(Image boundary annotation data)
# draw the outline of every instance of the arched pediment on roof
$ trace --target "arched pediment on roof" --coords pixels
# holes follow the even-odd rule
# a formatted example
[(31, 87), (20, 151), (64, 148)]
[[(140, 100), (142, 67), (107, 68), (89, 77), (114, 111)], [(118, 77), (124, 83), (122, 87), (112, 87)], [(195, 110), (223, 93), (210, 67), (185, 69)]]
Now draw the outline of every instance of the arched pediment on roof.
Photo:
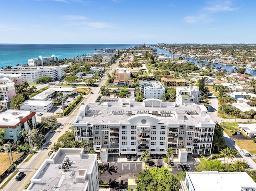
[(128, 119), (131, 125), (151, 126), (156, 125), (160, 120), (157, 117), (150, 114), (137, 114)]

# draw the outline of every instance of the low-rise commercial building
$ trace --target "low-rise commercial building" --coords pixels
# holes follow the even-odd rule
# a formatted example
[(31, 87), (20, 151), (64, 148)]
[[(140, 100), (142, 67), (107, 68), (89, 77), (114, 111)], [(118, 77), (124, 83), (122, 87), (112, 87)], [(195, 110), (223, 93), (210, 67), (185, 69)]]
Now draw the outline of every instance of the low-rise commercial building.
[(178, 105), (183, 105), (189, 103), (198, 104), (201, 92), (197, 86), (177, 87), (175, 103)]
[(47, 112), (53, 107), (53, 101), (27, 100), (20, 106), (21, 110)]
[(17, 141), (22, 129), (34, 128), (36, 124), (34, 111), (8, 110), (0, 115), (0, 128), (5, 130), (4, 139)]
[(116, 79), (118, 80), (128, 80), (131, 76), (131, 72), (126, 70), (116, 70), (115, 73)]
[(181, 191), (256, 191), (256, 183), (246, 172), (187, 172), (180, 184)]
[(60, 148), (44, 161), (27, 191), (99, 190), (97, 155), (83, 149)]
[[(143, 102), (107, 102), (82, 105), (73, 123), (76, 140), (86, 140), (108, 155), (164, 155), (171, 148), (180, 161), (188, 153), (210, 155), (215, 123), (203, 105), (177, 106), (148, 99)], [(99, 120), (100, 119), (100, 120)]]
[(140, 91), (144, 91), (144, 98), (155, 98), (161, 99), (166, 89), (160, 82), (140, 81)]

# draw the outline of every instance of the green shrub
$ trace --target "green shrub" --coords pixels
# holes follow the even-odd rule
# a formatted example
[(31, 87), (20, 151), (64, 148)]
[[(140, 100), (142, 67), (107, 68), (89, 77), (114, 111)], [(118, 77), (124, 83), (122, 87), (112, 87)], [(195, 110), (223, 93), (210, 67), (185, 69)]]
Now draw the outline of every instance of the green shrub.
[[(168, 163), (168, 160), (169, 160), (169, 163)], [(164, 158), (164, 161), (165, 163), (167, 164), (170, 164), (172, 163), (172, 160), (168, 158)]]
[(109, 188), (110, 185), (109, 184), (100, 184), (99, 187), (101, 188)]

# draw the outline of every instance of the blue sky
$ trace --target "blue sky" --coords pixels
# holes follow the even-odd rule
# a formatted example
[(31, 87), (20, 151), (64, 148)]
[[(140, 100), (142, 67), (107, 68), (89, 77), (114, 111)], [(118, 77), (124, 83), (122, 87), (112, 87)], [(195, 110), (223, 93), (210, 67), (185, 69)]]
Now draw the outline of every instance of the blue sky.
[(0, 43), (256, 43), (256, 0), (0, 0)]

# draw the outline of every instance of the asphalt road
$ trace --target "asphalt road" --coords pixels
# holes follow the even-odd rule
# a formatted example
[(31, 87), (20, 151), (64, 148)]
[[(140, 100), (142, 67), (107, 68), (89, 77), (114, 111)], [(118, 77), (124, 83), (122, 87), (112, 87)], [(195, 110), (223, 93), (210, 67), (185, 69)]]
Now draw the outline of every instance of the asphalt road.
[[(118, 60), (117, 61), (116, 63), (114, 64), (112, 66), (112, 70), (109, 70), (107, 73), (109, 73), (112, 75), (113, 71), (116, 68), (118, 61)], [(94, 93), (93, 94), (90, 94), (85, 96), (86, 98), (82, 102), (84, 104), (89, 102), (95, 102), (100, 92), (100, 87), (105, 84), (108, 79), (107, 73), (105, 76), (102, 78), (102, 80), (99, 83), (98, 87), (90, 87), (91, 89), (92, 89), (92, 91)], [(54, 87), (54, 86), (52, 86)], [(87, 87), (85, 87), (85, 88)], [(21, 181), (16, 181), (15, 180), (15, 177), (14, 177), (6, 185), (3, 190), (5, 191), (20, 191), (24, 189), (24, 186), (29, 182), (32, 177), (36, 171), (39, 168), (44, 160), (49, 158), (48, 154), (50, 151), (51, 146), (56, 141), (60, 136), (63, 135), (66, 131), (69, 130), (69, 127), (72, 126), (72, 123), (75, 120), (76, 116), (79, 112), (79, 106), (70, 116), (66, 116), (63, 118), (57, 118), (58, 122), (64, 124), (64, 125), (61, 126), (60, 127), (60, 128), (58, 128), (56, 131), (49, 134), (46, 139), (45, 143), (28, 162), (22, 163), (18, 165), (17, 168), (19, 171), (24, 172), (25, 174), (25, 175)], [(56, 112), (57, 110), (56, 110), (54, 111), (54, 112)], [(42, 116), (50, 116), (54, 114), (54, 112), (44, 113)], [(40, 121), (40, 119), (42, 116), (36, 116), (38, 122)], [(5, 181), (7, 180), (7, 178), (6, 179), (1, 183), (3, 183)]]

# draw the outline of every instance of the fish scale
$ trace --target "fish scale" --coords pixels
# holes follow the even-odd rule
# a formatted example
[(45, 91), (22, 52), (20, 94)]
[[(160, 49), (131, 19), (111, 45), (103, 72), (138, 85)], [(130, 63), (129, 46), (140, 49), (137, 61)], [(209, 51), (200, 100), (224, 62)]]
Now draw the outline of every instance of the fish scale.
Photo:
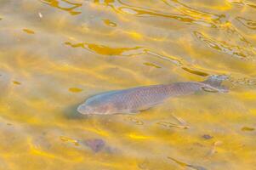
[(225, 76), (212, 76), (204, 82), (184, 82), (167, 85), (151, 85), (106, 92), (89, 98), (80, 105), (82, 114), (111, 115), (137, 113), (162, 103), (170, 97), (189, 95), (204, 88), (227, 92), (220, 84)]

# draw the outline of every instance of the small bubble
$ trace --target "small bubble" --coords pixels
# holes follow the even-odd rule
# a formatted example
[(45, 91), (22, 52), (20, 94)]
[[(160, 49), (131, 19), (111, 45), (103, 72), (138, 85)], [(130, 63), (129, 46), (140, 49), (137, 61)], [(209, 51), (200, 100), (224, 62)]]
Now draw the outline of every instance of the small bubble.
[(34, 31), (31, 31), (31, 30), (29, 30), (29, 29), (23, 29), (23, 31), (25, 31), (28, 34), (34, 34), (35, 33)]
[(82, 92), (82, 89), (78, 88), (69, 88), (69, 91), (70, 91), (70, 92), (72, 92), (72, 93), (79, 93), (79, 92)]
[(103, 21), (106, 26), (112, 26), (112, 27), (117, 26), (117, 24), (114, 22), (111, 22), (110, 20), (103, 20)]
[(213, 138), (213, 136), (209, 135), (209, 134), (204, 134), (202, 136), (204, 139), (211, 139), (212, 138)]
[(253, 131), (254, 128), (249, 128), (249, 127), (243, 127), (243, 128), (242, 128), (241, 130), (242, 130), (242, 131)]
[(16, 84), (16, 85), (20, 85), (21, 83), (17, 82), (17, 81), (13, 81), (14, 84)]

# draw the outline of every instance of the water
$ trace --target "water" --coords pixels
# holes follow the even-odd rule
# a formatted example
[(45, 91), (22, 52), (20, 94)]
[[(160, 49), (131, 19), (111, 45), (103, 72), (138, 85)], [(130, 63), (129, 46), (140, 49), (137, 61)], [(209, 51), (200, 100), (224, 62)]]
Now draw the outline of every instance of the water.
[[(256, 3), (1, 0), (1, 169), (253, 169)], [(82, 116), (105, 91), (229, 76), (228, 94)]]

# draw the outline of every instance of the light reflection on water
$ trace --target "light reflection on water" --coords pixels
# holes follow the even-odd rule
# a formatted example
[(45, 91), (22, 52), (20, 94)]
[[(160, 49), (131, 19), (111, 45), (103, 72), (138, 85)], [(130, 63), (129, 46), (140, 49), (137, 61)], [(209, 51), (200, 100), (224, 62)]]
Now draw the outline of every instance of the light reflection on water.
[[(253, 169), (253, 1), (3, 0), (1, 169)], [(86, 98), (228, 75), (138, 115)]]

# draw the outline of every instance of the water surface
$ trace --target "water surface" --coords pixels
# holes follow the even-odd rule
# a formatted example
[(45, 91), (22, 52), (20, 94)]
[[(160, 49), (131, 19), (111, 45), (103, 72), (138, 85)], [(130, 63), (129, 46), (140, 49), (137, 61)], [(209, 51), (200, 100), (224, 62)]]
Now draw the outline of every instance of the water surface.
[[(253, 0), (2, 0), (1, 169), (253, 169)], [(82, 116), (85, 99), (227, 75), (228, 94), (138, 115)]]

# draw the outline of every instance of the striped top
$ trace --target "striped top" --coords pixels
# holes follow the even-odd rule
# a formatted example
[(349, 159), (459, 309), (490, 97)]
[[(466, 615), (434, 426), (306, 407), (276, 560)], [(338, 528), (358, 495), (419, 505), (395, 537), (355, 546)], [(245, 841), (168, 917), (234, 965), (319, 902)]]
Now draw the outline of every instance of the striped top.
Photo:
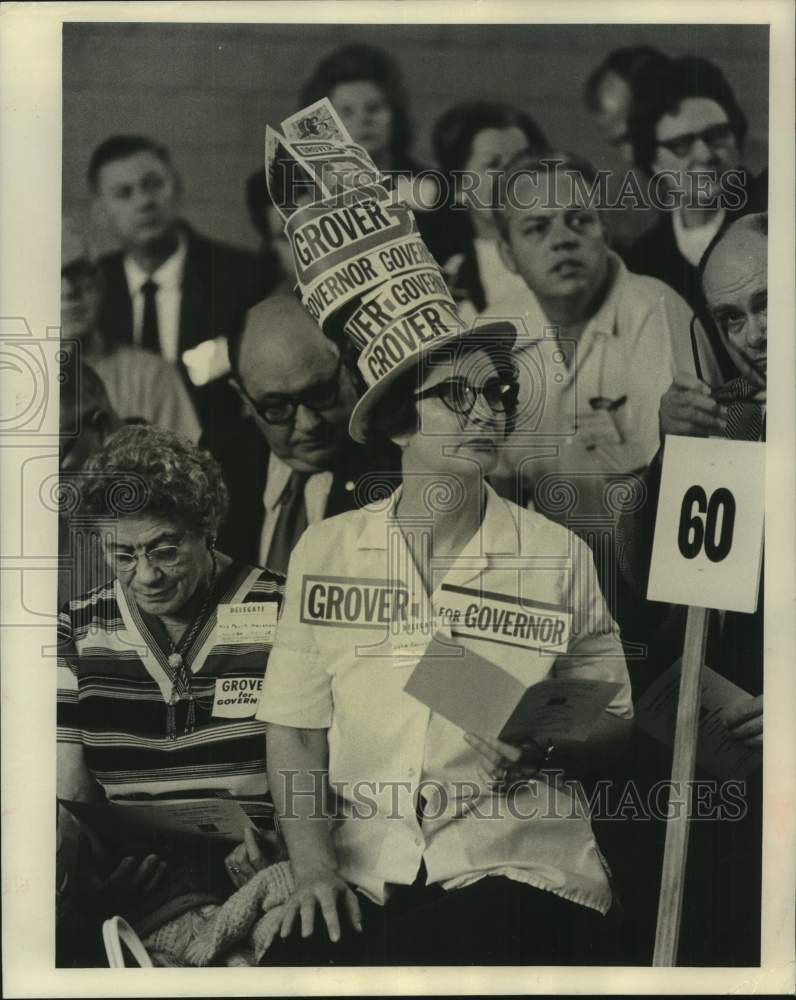
[(221, 575), (215, 607), (183, 650), (194, 725), (187, 724), (183, 691), (172, 737), (175, 676), (157, 619), (143, 614), (118, 580), (64, 608), (58, 741), (82, 744), (108, 799), (221, 795), (248, 800), (255, 814), (257, 803), (271, 811), (265, 725), (254, 713), (283, 585), (279, 574), (235, 563)]

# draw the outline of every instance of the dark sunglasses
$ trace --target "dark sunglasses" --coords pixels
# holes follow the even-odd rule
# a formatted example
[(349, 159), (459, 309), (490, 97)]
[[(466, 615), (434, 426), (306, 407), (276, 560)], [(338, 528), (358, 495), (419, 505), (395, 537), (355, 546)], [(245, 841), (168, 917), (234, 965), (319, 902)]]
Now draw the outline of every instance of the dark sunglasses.
[(249, 400), (257, 411), (258, 416), (267, 424), (289, 424), (296, 416), (299, 406), (305, 406), (313, 413), (322, 410), (330, 410), (337, 405), (340, 397), (340, 370), (343, 365), (342, 357), (337, 362), (334, 375), (324, 382), (316, 382), (315, 385), (308, 386), (295, 396), (283, 395), (282, 393), (268, 393), (259, 400), (252, 399), (243, 384), (235, 380), (235, 385), (241, 393)]
[(706, 146), (711, 149), (729, 146), (735, 137), (732, 126), (729, 122), (720, 122), (718, 125), (709, 125), (701, 132), (683, 132), (682, 135), (673, 136), (671, 139), (658, 139), (657, 145), (668, 149), (675, 156), (687, 156), (694, 143), (701, 139)]
[(465, 378), (448, 378), (415, 393), (415, 399), (436, 396), (454, 413), (470, 413), (479, 396), (493, 413), (511, 413), (517, 405), (520, 386), (514, 380), (489, 379), (481, 386), (470, 385)]

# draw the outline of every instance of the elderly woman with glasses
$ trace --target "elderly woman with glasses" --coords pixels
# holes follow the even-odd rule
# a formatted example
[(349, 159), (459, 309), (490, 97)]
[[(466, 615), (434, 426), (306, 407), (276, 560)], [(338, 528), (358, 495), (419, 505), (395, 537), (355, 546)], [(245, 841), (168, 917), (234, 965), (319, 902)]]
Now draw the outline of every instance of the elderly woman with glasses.
[(59, 799), (190, 799), (208, 809), (197, 820), (206, 832), (234, 812), (241, 836), (232, 850), (211, 838), (142, 855), (126, 851), (136, 838), (117, 819), (110, 839), (121, 848), (94, 888), (117, 909), (126, 897), (131, 916), (143, 907), (143, 933), (158, 907), (177, 915), (175, 895), (217, 902), (278, 854), (254, 713), (283, 578), (216, 550), (219, 468), (170, 431), (117, 431), (84, 466), (75, 499), (73, 518), (102, 536), (110, 578), (59, 616)]
[[(400, 447), (400, 488), (375, 474), (372, 502), (308, 528), (291, 558), (258, 710), (296, 886), (269, 964), (606, 958), (609, 877), (561, 771), (599, 771), (624, 743), (616, 627), (585, 545), (485, 481), (515, 419), (513, 329), (440, 340), (352, 415), (355, 439)], [(572, 616), (556, 649), (534, 615)], [(487, 660), (526, 687), (615, 694), (585, 742), (506, 742), (405, 690), (426, 654), (463, 656), (463, 685)]]

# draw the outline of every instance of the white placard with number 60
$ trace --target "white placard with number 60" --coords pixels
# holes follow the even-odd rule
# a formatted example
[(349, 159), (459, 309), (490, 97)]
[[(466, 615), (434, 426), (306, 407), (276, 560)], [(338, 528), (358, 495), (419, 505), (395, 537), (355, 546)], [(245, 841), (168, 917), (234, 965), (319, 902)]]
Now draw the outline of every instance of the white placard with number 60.
[(649, 600), (756, 609), (764, 479), (762, 443), (666, 438)]

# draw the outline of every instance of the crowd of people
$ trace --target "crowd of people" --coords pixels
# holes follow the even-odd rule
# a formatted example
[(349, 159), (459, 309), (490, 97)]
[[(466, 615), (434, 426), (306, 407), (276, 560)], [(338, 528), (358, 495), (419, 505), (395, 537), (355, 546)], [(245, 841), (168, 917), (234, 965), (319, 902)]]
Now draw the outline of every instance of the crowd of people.
[[(646, 599), (667, 436), (765, 440), (744, 113), (702, 58), (595, 68), (586, 107), (657, 210), (622, 245), (600, 171), (533, 108), (443, 110), (431, 170), (385, 51), (331, 53), (297, 108), (324, 97), (465, 322), (389, 376), (364, 385), (294, 294), (264, 170), (242, 179), (257, 253), (187, 222), (143, 135), (87, 162), (119, 249), (94, 259), (64, 226), (59, 964), (101, 964), (113, 914), (158, 964), (649, 964), (665, 822), (602, 824), (572, 788), (669, 777), (671, 746), (633, 726), (683, 647), (683, 608)], [(617, 485), (639, 502), (612, 505)], [(524, 687), (613, 684), (588, 739), (464, 732), (404, 691), (409, 626), (451, 593), (571, 618), (555, 650), (441, 627)], [(762, 639), (761, 591), (714, 616), (706, 654), (746, 692), (723, 725), (751, 748)], [(682, 964), (759, 964), (761, 784), (742, 822), (694, 825)], [(245, 830), (139, 846), (123, 810), (175, 802), (234, 805)], [(90, 811), (110, 806), (113, 836)]]

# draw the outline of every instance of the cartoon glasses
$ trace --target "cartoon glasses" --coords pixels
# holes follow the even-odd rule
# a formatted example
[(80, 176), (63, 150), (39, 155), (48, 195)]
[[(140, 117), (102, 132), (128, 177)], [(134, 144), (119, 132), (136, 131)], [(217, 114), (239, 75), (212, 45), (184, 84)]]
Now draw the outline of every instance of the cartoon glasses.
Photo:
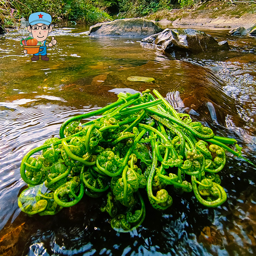
[(47, 26), (46, 25), (43, 25), (42, 26), (38, 26), (37, 25), (35, 25), (33, 26), (30, 26), (30, 27), (33, 30), (38, 30), (39, 28), (41, 28), (42, 30), (48, 30), (50, 28), (50, 26), (51, 25), (49, 25), (49, 26)]

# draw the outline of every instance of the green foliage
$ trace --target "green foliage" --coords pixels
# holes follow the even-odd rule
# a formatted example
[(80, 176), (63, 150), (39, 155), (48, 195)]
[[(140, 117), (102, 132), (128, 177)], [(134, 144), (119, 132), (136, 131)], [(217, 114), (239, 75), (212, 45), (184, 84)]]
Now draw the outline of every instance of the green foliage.
[(159, 0), (119, 0), (119, 6), (121, 11), (126, 12), (131, 17), (142, 16), (158, 9)]
[[(0, 24), (4, 26), (19, 25), (22, 17), (28, 20), (29, 15), (37, 12), (49, 13), (52, 23), (66, 20), (90, 24), (111, 20), (104, 11), (116, 4), (117, 0), (0, 0)], [(42, 10), (42, 6), (44, 6)]]
[(190, 7), (196, 3), (194, 0), (178, 0), (180, 7)]

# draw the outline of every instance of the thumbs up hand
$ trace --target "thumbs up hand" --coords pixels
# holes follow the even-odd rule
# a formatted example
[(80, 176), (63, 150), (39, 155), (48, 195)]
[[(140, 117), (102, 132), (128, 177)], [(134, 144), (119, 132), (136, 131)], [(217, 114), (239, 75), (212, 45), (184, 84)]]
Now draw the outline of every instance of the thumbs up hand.
[(54, 36), (52, 37), (52, 41), (51, 41), (53, 45), (54, 45), (57, 43), (56, 39), (54, 39)]

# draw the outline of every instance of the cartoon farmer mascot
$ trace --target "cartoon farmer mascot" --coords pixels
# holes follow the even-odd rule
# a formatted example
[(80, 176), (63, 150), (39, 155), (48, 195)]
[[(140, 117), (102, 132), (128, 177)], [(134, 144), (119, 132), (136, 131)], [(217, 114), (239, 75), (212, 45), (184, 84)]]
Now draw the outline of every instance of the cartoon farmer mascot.
[[(31, 60), (38, 60), (39, 55), (41, 55), (41, 60), (46, 61), (49, 60), (49, 58), (47, 57), (46, 44), (48, 34), (52, 29), (51, 26), (52, 17), (49, 14), (43, 12), (35, 12), (29, 16), (28, 22), (29, 23), (29, 26), (28, 27), (28, 31), (32, 33), (33, 38), (36, 39), (38, 42), (41, 42), (42, 44), (38, 53), (33, 54)], [(48, 46), (52, 47), (57, 43), (57, 41), (54, 39), (54, 36), (52, 36), (52, 41), (48, 44)], [(23, 52), (27, 53), (27, 50), (24, 50)]]

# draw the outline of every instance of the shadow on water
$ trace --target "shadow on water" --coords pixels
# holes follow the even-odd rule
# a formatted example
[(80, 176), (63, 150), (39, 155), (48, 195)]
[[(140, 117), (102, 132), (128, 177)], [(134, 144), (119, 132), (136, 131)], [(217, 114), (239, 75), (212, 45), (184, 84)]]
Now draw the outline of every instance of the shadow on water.
[[(0, 37), (0, 254), (3, 255), (253, 255), (256, 254), (256, 171), (227, 154), (220, 174), (228, 199), (208, 209), (192, 194), (176, 194), (164, 212), (150, 205), (136, 231), (117, 233), (100, 212), (100, 199), (84, 197), (56, 215), (21, 212), (26, 187), (20, 165), (26, 153), (58, 137), (69, 117), (97, 109), (120, 91), (156, 89), (179, 111), (236, 138), (243, 155), (256, 158), (255, 39), (207, 30), (231, 50), (169, 58), (131, 38), (92, 38), (82, 28), (56, 28), (50, 61), (32, 62), (21, 53), (18, 33)], [(131, 76), (153, 77), (132, 82)]]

◆ Task objective: Each line from the one with "# draw the outline of every instance of the cartoon farmer" through the last line of the records must be written out word for word. Include nothing else.

◆ Exercise solution:
# draw the outline of every instance of the cartoon farmer mascot
$ trace --target "cartoon farmer mascot" --coords pixels
# holes follow the even-odd rule
# a formatted example
[(80, 176), (63, 150), (39, 155), (48, 195)]
[[(140, 117), (102, 132), (128, 177)], [(134, 144), (119, 132), (136, 131)], [(217, 114), (239, 75), (212, 45), (184, 84)]]
Now draw the outline of every instance of the cartoon farmer mascot.
[[(31, 60), (38, 60), (39, 55), (41, 55), (41, 60), (46, 61), (49, 60), (49, 58), (47, 57), (46, 44), (48, 34), (52, 29), (51, 26), (52, 17), (49, 14), (43, 12), (35, 12), (29, 16), (28, 22), (29, 23), (29, 26), (28, 27), (28, 31), (32, 33), (33, 38), (36, 39), (38, 42), (41, 42), (42, 44), (38, 53), (33, 54)], [(48, 46), (52, 47), (57, 43), (57, 41), (54, 39), (54, 36), (52, 36), (52, 41), (48, 44)], [(23, 52), (27, 53), (27, 50), (24, 50)]]

# draw the outline of every instance of the shadow on water
$ trace --target "shadow on water" --coords pixels
# holes follow the even-odd rule
# a formatted example
[(80, 176), (63, 150), (39, 155), (48, 195)]
[[(140, 117), (102, 132), (128, 177)], [(134, 144), (119, 132), (136, 131)], [(217, 114), (239, 75), (212, 45), (184, 84)]]
Now draw the outline of every instance of the shadow on water.
[[(0, 37), (0, 254), (3, 255), (253, 255), (256, 254), (256, 171), (227, 154), (220, 174), (228, 199), (208, 209), (192, 194), (176, 194), (164, 212), (150, 205), (136, 231), (117, 233), (100, 212), (100, 199), (84, 197), (56, 215), (21, 212), (26, 187), (20, 165), (26, 153), (58, 137), (69, 117), (97, 109), (120, 91), (156, 89), (179, 111), (236, 138), (243, 155), (256, 158), (255, 39), (207, 30), (231, 50), (169, 58), (131, 38), (92, 38), (82, 28), (56, 28), (50, 61), (32, 62), (21, 53), (18, 33)], [(131, 76), (153, 77), (132, 82)]]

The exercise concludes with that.